> Your assignment: In the article on low-tech issues in healthcare below, transcribe the portion that begins with the words containing "June 1, 2015" and ends with "at least temporarily.".

(Selected passage begins)

June 1, 2015
Pernicious Low Tech Issues In Healthcare
By Michael D. Shaw
A wildly disproportionate amount of what is proposed for healthcare reform involves technical matters. Ten years ago, the pundits assured us that the forced adoption of electronic health records would save billions and revolutionize health care. Unfortunately, EHRs have cost billions, are almost universally despised by providers, and are responsible for thousands of errors—some of which have proved to be fatal. The situation is bad enough that even the clueless Feds have decided to back off on some of their more onerous EHR requirements, at least temporarily.
Other voices have suggested that the answer lies in drug discovery, massively expanded; high tech systems to measure outcomes; or fancier approaches to public health education.

(Selected passage ends)
(Information shown begins)

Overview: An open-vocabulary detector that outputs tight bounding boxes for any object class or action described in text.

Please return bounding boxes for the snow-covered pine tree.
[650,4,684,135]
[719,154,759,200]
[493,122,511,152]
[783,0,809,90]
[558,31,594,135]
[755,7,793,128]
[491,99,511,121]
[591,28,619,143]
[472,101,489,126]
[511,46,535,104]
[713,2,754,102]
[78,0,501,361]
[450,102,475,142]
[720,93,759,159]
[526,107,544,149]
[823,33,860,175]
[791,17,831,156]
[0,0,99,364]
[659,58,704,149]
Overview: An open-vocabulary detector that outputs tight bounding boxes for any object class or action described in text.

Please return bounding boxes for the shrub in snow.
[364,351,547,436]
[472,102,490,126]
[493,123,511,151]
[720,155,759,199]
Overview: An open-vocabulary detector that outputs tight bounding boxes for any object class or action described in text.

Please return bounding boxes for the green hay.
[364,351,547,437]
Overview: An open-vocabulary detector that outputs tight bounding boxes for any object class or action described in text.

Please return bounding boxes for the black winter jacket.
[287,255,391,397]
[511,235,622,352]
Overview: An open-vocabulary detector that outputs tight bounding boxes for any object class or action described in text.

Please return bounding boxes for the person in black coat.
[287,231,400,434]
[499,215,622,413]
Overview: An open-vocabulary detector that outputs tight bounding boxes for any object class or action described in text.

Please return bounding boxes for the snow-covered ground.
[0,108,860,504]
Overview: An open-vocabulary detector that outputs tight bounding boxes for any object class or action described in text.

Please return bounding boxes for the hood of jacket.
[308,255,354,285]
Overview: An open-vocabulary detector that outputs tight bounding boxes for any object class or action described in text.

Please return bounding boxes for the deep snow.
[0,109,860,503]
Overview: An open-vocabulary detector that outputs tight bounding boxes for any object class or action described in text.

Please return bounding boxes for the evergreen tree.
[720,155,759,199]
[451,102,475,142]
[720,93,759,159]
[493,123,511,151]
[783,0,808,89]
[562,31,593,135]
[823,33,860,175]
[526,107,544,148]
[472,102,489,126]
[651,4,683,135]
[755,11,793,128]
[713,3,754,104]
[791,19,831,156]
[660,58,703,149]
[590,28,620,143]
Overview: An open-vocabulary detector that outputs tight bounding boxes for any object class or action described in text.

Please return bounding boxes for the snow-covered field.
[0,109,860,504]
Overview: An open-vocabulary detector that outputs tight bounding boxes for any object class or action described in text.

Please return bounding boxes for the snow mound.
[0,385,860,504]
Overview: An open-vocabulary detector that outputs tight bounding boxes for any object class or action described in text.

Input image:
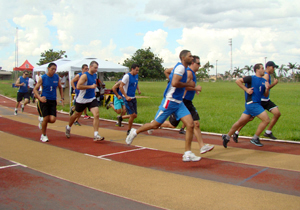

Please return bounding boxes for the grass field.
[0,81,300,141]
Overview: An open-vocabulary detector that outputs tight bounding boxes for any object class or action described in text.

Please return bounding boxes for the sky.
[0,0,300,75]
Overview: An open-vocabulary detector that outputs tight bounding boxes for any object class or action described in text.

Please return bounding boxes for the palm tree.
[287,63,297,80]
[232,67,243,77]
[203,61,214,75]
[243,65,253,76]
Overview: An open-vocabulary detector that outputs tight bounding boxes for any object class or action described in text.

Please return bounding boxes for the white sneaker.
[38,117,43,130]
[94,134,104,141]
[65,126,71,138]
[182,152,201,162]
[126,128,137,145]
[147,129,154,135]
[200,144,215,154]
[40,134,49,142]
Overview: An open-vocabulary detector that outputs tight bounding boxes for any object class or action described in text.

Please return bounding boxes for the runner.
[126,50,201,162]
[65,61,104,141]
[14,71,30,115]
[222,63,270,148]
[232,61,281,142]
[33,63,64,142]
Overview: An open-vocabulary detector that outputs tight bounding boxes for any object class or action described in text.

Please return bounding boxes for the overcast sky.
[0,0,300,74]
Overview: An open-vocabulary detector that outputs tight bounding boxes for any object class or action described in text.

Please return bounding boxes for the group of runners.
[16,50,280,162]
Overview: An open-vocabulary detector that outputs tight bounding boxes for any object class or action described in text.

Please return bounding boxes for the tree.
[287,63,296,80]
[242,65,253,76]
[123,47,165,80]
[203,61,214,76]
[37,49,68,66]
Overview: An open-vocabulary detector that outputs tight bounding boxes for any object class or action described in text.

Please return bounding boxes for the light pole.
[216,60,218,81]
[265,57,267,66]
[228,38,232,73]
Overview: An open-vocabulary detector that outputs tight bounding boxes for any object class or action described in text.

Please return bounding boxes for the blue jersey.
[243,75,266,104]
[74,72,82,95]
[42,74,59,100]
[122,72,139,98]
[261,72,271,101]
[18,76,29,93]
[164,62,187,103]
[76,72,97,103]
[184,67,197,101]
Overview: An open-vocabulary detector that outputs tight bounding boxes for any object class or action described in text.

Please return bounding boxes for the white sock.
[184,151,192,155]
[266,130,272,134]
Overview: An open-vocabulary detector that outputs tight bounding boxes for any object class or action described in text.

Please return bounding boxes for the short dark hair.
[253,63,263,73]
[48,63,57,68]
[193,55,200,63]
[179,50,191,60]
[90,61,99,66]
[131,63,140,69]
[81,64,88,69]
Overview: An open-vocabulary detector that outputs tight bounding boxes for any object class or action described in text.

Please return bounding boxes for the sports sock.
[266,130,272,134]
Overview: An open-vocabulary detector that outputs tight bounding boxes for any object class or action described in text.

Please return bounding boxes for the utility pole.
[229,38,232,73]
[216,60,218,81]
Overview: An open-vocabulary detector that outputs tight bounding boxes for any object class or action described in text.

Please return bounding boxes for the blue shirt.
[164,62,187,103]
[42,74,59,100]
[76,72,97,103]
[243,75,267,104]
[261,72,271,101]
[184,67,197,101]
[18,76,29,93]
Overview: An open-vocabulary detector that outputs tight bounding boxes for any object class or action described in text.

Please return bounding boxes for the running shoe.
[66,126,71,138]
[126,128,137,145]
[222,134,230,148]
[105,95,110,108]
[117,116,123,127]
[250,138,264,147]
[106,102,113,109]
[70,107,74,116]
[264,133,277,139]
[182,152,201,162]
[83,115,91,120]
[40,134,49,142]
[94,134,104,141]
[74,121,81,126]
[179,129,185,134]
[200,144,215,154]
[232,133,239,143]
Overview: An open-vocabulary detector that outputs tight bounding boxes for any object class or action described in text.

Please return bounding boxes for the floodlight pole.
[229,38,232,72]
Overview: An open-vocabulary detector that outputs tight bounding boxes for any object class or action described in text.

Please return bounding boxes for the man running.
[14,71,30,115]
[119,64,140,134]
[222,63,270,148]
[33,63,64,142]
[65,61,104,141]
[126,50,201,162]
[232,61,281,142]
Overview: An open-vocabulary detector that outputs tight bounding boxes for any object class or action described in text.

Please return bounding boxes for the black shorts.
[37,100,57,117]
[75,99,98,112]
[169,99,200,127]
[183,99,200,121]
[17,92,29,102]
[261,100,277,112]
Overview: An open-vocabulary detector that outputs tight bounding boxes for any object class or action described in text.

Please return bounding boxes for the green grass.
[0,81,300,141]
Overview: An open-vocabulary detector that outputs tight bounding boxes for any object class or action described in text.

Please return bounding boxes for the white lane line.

(Information shown ends)
(Information shown begins)

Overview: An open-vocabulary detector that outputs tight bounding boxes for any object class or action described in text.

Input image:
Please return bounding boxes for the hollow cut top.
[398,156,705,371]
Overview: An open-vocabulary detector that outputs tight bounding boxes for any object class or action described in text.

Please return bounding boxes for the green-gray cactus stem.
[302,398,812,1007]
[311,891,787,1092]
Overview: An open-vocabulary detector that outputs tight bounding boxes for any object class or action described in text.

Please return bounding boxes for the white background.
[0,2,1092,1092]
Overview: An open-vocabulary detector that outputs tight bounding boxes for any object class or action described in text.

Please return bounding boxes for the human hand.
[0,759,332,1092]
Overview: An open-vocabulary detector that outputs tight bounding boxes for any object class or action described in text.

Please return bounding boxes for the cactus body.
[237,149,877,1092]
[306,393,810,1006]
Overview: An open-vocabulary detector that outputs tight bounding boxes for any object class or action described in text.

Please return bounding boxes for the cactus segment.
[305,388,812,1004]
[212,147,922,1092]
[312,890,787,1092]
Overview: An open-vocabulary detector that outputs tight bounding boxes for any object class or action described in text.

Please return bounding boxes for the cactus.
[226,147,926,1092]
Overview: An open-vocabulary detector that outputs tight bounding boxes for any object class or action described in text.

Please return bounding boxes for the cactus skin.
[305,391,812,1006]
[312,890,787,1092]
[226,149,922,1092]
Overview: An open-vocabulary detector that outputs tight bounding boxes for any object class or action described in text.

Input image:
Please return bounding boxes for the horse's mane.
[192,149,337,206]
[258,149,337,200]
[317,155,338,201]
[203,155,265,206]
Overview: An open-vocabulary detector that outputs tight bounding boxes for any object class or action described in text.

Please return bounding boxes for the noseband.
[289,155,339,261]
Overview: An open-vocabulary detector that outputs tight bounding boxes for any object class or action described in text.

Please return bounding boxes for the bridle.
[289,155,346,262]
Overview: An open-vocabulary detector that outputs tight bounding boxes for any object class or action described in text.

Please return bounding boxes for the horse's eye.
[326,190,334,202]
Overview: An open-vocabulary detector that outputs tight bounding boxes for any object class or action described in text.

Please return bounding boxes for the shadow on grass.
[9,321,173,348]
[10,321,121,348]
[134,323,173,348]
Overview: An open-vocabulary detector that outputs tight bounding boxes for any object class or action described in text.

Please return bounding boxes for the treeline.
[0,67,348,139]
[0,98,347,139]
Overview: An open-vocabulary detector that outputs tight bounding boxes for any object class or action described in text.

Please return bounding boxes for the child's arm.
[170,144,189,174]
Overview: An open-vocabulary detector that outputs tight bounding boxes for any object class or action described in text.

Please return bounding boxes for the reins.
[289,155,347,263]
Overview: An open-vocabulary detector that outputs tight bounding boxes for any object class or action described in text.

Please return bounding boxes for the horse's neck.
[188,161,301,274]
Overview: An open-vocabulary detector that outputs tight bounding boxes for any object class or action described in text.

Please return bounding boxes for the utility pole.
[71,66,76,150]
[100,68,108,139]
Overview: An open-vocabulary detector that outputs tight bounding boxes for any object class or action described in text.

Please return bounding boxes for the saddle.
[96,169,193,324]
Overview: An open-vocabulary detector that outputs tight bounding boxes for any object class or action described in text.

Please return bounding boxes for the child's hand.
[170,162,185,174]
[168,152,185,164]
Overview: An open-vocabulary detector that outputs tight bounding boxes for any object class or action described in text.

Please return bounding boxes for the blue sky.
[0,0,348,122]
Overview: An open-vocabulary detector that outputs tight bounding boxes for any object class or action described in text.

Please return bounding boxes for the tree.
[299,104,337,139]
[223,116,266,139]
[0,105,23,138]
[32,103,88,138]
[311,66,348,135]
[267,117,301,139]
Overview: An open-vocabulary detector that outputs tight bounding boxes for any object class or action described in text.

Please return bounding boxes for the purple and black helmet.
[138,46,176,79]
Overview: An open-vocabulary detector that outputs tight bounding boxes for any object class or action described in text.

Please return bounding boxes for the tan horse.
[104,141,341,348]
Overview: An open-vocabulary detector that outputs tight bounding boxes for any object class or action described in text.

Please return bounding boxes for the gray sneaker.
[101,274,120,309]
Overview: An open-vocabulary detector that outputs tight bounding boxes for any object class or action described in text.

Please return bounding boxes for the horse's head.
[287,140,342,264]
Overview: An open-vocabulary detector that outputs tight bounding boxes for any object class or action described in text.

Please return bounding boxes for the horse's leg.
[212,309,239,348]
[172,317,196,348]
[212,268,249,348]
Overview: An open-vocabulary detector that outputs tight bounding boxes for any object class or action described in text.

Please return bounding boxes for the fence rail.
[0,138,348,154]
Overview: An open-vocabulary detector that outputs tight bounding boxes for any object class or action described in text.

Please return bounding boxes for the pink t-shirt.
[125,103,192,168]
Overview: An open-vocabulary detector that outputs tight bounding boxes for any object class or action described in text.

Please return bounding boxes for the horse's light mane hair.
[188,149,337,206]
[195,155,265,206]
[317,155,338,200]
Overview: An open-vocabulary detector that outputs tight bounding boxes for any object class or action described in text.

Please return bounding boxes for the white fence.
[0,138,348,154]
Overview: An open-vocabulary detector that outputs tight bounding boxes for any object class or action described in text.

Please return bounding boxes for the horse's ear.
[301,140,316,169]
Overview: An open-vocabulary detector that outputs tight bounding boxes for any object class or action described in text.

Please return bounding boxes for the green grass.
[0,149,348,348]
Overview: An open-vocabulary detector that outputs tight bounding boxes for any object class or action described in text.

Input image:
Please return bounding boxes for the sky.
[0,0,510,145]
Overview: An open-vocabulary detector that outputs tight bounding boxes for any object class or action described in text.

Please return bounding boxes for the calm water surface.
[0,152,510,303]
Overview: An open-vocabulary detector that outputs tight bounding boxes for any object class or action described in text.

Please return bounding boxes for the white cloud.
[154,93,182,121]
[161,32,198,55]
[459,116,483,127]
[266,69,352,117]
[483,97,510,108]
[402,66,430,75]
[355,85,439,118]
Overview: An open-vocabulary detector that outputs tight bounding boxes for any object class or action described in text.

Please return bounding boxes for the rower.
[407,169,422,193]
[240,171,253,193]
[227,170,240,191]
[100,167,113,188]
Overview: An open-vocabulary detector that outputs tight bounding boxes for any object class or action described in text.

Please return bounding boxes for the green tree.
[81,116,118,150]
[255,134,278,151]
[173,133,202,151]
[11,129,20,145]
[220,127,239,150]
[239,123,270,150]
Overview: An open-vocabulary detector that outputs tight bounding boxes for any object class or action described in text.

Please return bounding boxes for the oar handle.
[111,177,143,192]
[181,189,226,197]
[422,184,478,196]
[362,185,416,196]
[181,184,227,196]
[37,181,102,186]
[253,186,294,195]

(Information shown ends)

> Written answer:
June 1, 2015
Pernicious Low Tech Issues In Healthcare
By Michael D. Shaw
A wildly disproportionate amount of what is proposed for healthcare reform involves technical matters. Ten years ago, the pundits assured us that the forced adoption of electronic health records would save billions and revolutionize health care. Unfortunately, EHRs have cost billions, are almost universally despised by providers, and are responsible for thousands of errors—some of which have proved to be fatal. The situation is bad enough that even the clueless Feds have decided to back off on some of their more onerous EHR requirements, at least temporarily.